(Coordinate annotation records)
◆ ◆ ◆
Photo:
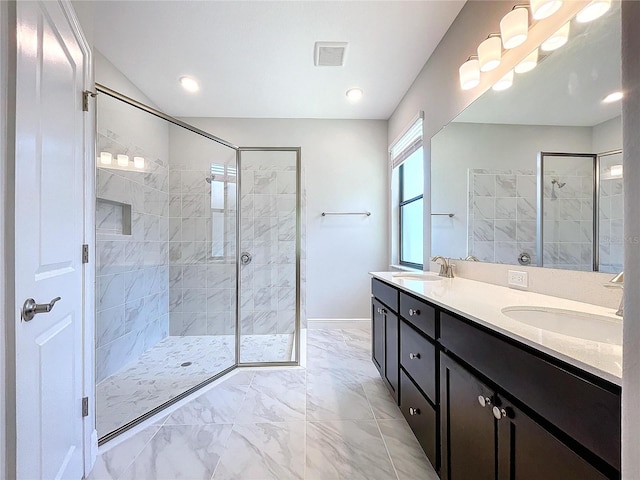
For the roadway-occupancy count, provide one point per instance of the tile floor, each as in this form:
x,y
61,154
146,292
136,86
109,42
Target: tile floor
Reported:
x,y
333,419
158,375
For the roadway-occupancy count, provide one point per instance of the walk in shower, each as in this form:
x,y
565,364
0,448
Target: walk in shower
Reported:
x,y
198,259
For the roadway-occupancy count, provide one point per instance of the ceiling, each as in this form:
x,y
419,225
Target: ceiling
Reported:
x,y
567,87
256,58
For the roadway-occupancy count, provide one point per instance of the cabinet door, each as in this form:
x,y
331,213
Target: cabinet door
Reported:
x,y
391,354
377,335
467,428
526,451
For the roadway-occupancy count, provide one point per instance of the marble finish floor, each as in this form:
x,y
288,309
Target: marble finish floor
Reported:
x,y
332,420
159,375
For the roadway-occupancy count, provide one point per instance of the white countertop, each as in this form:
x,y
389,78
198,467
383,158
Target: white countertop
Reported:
x,y
483,302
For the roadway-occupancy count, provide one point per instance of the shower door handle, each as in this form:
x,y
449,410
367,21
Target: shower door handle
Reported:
x,y
245,258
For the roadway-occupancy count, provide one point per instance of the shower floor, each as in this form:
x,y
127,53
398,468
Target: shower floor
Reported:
x,y
159,375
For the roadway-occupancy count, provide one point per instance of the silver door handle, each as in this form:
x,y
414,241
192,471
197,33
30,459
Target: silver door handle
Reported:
x,y
245,258
30,308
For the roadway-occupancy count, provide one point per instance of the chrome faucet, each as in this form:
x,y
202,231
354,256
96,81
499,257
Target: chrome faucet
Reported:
x,y
618,281
446,268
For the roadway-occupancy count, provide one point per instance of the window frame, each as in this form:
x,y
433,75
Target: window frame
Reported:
x,y
402,203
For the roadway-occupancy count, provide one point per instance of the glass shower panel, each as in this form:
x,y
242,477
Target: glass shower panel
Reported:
x,y
568,195
165,286
269,260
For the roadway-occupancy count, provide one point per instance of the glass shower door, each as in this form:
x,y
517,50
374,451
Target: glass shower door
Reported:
x,y
269,255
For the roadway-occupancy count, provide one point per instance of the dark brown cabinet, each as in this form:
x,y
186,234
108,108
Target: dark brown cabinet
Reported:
x,y
486,437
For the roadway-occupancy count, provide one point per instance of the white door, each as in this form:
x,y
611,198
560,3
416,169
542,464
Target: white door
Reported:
x,y
49,208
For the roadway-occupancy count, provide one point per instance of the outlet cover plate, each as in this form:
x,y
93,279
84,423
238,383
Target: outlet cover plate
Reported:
x,y
518,278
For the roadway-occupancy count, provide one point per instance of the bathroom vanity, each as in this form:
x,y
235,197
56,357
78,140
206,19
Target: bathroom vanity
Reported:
x,y
488,393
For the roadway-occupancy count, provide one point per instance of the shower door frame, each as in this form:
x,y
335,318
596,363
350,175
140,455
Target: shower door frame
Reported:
x,y
298,151
540,205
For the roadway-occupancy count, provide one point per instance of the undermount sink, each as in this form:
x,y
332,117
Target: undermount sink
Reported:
x,y
421,277
587,326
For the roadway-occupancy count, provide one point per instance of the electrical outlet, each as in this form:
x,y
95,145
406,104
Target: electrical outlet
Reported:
x,y
518,278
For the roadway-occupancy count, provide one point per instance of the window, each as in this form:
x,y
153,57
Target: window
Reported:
x,y
408,175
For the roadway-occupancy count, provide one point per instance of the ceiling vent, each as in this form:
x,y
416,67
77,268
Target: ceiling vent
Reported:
x,y
329,54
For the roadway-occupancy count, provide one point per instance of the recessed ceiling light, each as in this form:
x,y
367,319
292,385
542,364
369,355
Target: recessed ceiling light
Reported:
x,y
354,94
613,97
189,84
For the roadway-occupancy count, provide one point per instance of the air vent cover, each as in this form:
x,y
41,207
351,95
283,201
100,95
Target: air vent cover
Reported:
x,y
329,54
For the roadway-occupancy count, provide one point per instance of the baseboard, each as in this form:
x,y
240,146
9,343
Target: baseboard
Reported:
x,y
338,323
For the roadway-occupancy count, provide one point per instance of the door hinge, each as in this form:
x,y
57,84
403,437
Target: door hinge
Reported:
x,y
85,99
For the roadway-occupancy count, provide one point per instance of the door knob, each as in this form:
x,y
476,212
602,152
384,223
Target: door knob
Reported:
x,y
30,308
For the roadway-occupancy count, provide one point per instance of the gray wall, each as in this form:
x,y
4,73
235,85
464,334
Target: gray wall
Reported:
x,y
631,147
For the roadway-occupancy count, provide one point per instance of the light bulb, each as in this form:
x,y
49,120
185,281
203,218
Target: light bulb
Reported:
x,y
489,54
594,10
544,8
529,63
105,158
469,74
556,40
123,160
514,28
504,83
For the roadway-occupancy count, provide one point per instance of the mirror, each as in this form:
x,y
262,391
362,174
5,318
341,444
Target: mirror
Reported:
x,y
485,170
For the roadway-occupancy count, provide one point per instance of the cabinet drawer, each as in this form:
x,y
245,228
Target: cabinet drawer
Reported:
x,y
418,357
585,411
419,314
385,293
420,416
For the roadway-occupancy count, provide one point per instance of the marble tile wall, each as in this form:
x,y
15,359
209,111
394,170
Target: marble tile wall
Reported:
x,y
503,211
202,272
268,232
611,225
132,272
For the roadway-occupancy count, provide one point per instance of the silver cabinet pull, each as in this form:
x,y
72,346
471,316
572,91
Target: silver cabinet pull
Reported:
x,y
30,308
499,412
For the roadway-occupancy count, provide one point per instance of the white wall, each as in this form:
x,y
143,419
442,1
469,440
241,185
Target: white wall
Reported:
x,y
607,136
345,170
631,147
463,146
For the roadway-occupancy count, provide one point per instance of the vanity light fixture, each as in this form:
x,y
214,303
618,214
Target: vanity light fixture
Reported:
x,y
123,160
105,158
354,94
469,74
490,53
504,83
138,162
189,84
594,10
556,40
616,171
514,27
528,64
544,8
613,97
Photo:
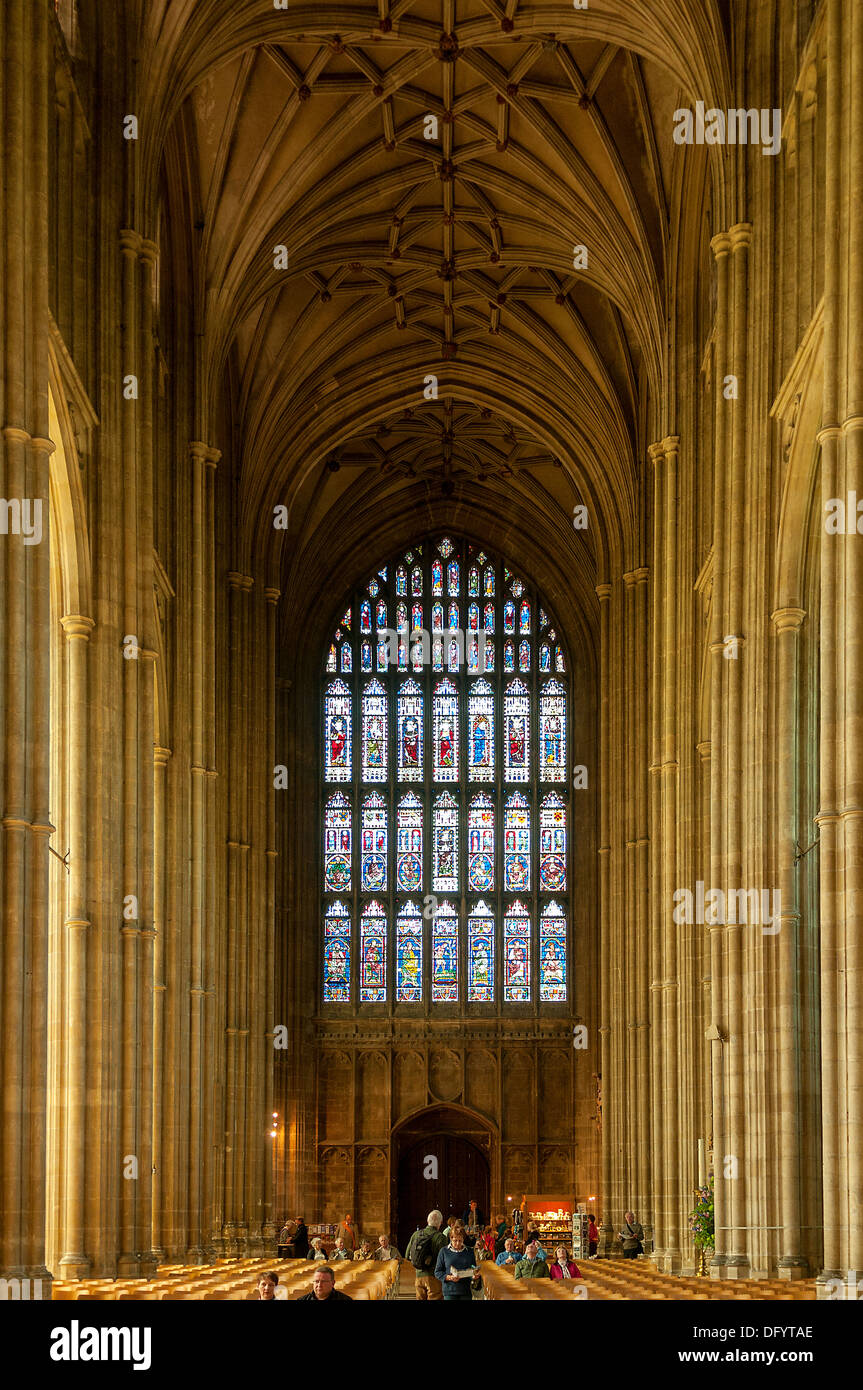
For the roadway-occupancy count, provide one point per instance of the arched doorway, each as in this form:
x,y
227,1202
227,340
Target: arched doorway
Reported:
x,y
441,1157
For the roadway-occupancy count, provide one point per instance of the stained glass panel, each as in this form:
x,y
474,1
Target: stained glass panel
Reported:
x,y
373,954
409,954
337,954
481,955
409,858
481,844
446,731
516,733
373,865
410,731
552,731
445,844
517,844
337,844
552,844
481,731
337,733
445,954
552,955
374,733
517,955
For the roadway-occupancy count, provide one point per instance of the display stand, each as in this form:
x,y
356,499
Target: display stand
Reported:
x,y
553,1219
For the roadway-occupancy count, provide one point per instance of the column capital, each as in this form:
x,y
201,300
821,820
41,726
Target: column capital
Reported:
x,y
239,581
634,577
740,235
77,627
204,453
787,619
129,242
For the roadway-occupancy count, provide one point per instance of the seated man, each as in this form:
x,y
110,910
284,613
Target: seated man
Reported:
x,y
266,1286
324,1289
507,1255
531,1266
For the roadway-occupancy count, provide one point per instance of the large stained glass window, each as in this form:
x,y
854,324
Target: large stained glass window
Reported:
x,y
373,954
481,844
337,954
516,844
374,733
453,838
516,955
445,954
552,844
374,844
481,954
552,954
409,954
337,844
445,845
409,861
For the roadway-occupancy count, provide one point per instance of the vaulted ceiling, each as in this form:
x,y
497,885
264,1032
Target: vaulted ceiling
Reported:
x,y
474,191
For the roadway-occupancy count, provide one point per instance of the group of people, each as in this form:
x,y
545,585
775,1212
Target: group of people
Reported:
x,y
446,1258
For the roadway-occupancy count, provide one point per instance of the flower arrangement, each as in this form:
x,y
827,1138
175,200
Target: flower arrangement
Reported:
x,y
701,1216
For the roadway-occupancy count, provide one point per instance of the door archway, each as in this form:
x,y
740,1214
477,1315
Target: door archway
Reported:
x,y
441,1158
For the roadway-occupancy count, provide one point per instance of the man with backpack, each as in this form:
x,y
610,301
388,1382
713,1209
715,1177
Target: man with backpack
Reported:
x,y
423,1250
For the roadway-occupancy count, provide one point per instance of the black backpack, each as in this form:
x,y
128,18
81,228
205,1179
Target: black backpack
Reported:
x,y
423,1254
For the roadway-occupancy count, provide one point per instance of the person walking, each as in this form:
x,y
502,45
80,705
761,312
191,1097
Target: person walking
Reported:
x,y
324,1289
349,1235
531,1265
423,1250
300,1239
631,1236
592,1236
456,1268
562,1266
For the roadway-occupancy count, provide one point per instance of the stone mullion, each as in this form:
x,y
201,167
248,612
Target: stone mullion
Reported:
x,y
213,1041
740,1150
271,856
788,987
25,626
146,738
641,925
669,776
658,847
720,245
128,1037
163,1040
606,1030
238,848
75,1262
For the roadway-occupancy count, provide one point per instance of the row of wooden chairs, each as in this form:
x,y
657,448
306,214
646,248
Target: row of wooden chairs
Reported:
x,y
234,1280
610,1280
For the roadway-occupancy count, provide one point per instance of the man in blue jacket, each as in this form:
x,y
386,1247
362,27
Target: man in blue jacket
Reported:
x,y
456,1268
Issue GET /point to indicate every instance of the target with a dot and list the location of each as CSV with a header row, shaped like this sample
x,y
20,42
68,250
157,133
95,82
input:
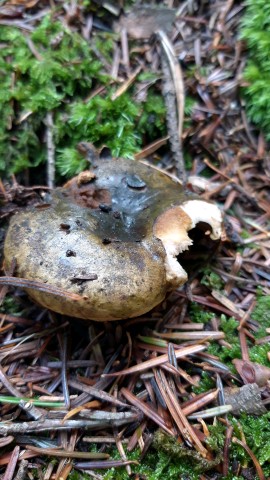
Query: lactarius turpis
x,y
111,235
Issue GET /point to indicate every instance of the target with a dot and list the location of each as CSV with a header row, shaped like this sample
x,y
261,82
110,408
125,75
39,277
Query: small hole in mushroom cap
x,y
134,181
202,247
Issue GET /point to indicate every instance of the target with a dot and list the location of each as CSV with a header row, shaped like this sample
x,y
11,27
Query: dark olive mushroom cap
x,y
111,236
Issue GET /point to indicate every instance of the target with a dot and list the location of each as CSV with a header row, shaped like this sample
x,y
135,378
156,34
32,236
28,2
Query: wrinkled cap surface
x,y
111,235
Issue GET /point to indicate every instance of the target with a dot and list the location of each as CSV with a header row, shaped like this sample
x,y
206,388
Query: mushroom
x,y
112,236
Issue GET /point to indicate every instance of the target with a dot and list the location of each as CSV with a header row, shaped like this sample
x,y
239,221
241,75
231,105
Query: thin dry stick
x,y
174,96
42,287
50,150
28,407
154,362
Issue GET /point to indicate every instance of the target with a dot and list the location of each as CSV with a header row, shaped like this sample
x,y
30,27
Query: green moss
x,y
212,279
199,314
257,434
255,31
56,70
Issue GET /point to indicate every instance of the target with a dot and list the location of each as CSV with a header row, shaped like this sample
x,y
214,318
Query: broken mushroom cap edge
x,y
112,236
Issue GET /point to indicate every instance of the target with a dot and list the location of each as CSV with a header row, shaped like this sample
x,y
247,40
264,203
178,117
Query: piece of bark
x,y
142,22
246,399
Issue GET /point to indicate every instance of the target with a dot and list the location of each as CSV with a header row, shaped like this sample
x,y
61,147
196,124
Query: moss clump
x,y
257,435
53,69
255,31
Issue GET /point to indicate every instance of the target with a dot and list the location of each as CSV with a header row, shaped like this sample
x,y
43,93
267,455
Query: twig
x,y
22,471
46,425
50,150
28,407
174,97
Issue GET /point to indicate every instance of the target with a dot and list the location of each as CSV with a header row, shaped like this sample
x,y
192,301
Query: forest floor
x,y
179,418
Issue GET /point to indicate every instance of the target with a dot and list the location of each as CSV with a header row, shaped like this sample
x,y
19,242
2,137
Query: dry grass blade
◆ ◆ ◆
§ **The task**: Count the lines in the records above that contain the string "doorway". Output only the number.

§ **Solution**: 2